Roma, 24 nov. (Adnkronos) – Sarà più facile cambiare sesso, o semplicemente il nome di genere. E si farà per via amministrativa, con un’autorizzazione del prefetto, anzichè del giudice, come previsto dalle norme oggi in vigore. A trent’anni dall’approvazione della legge 164 che disciplina la modifica dell’attribuzione di sesso, per transessuali e transgender si annuncia una vera e propria rivoluzione.

A fissarne i principi è il ddl del senatore Pd Sergio Lo Giudice, che introduce rilevanti novità nell’ordinamento, a cominciare dal superamento della doppia procedura giudiziale per il trattamento medico-chirurgico e le indispensabili modifiche anagrafiche. La legge del 1982, spiega Lo Giudice, ha rappresentato “un esempio importante di civiltà giuridica e rispetto dei diritti fondamentali della persona”, ma i cambiamenti sociali e l’evoluzione giuridica “fanno ritenere il contenuto della legge problematico in alcuni suoi aspetti e superato in altri”.

Per questo, sottolinea l’ex presidente di Arcigay, il legislatore è chiamato ad intervenire sulle norme che regolano il cambio di genere, anche a fronte del costante aumento (+25 per cento dal 2008 ad oggi) delle richieste ai centri specializzati operanti in Italia. Negli ultimi 20 anni, gli interventi per cambiare sesso sono stati oltre 2mila.
L’esperienza di vita di transessuali e transgender, così come la ricerca scientifica, “hanno ampiamente dimostrato – afferma Lo Giudice – come l’equilibrio psico-fisico della persona transessuale non comporti necessariamente l’adeguamento chirurgico dei genitali, che al contrario spesso viene forzato dalla necessità di ‘regolarizzare’ una situazione intermedia nella quale la persona transessuale è soggetta a stigmatizzazione sociale, discriminazione, privazione dei diritti fondamentali, tra cui il diritto alla riservatezza dei dati personali sensibili, quali quelli relativi alla salute e alla vita sessuale”.

L’intervento chirurgico, in sostanza, costituisce, per alcune persone, un “atto forzato senza il quale la persona è privata della dignità e dei diritti di cittadinanza, costretta ad una ‘esistenza legale’ che non corrisponde all’identità, all’aspetto esteriore e al ruolo sociale. L’intervento chirurgico diventa, in altre parole, un modo per vedere sanzionata dalla legge l’identità stessa della persona”.

Consegne dell'esercizio =>
**a.** In base al brano sul cambio di sesso, spiega perché il legislatore è chiamato a intervenire sulle norme che regolano il cambio di genere. Rispondi in una, due o tre frasi.
**b.** Rispondi alle seguenti domande sul brano sul cambio di sesso:
(i) Con il ddl, chi darebbe l'autorizzazione al cambio di sesso al posto del giudice?
(ii) In che anno è stata approvata la legge 164?
(iii) Quanti interventi per cambiare sesso sono stati eseguiti negli ultimi 20 anni?
**c.** Estrai dal brano sul cambio di sesso, senza alcuna modifica, la parte che si apre con le parole "Roma, 24 nov." e si chiude con "e propria rivoluzione.".

Contenuto del dataset =>
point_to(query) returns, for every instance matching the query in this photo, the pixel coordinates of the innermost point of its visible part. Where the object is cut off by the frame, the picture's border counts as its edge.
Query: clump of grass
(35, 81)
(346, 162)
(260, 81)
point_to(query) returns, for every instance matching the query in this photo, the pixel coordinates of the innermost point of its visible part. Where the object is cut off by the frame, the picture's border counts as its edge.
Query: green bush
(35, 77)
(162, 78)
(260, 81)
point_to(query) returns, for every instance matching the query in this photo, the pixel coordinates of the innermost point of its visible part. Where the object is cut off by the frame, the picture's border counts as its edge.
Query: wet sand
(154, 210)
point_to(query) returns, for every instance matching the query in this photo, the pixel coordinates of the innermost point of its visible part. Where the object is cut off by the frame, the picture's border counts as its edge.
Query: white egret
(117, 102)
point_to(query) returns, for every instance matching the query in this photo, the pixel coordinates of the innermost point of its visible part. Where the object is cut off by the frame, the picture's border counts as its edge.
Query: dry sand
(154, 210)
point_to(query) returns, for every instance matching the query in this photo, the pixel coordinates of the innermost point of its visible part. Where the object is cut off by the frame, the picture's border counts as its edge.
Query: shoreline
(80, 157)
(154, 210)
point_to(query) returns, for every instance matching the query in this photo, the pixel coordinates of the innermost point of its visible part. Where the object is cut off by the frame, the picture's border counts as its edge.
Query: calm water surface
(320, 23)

Soluzioni delle consegne =>
**a.** Secondo Lo Giudice, i cambiamenti sociali e l'evoluzione giuridica rendono il contenuto della legge del 1982 problematico in alcuni aspetti e superato in altri. A questo si aggiunge il costante aumento delle richieste ai centri specializzati operanti in Italia, cresciute del 25 per cento dal 2008 a oggi.

**b.**
(i) Il prefetto.
(ii) Nel 1982.
(iii) Oltre 2mila.

**c.**
Roma, 24 nov. (Adnkronos) – Sarà più facile cambiare sesso, o semplicemente il nome di genere. E si farà per via amministrativa, con un’autorizzazione del prefetto, anzichè del giudice, come previsto dalle norme oggi in vigore. A trent’anni dall’approvazione della legge 164 che disciplina la modifica dell’attribuzione di sesso, per transessuali e transgender si annuncia una vera e propria rivoluzione.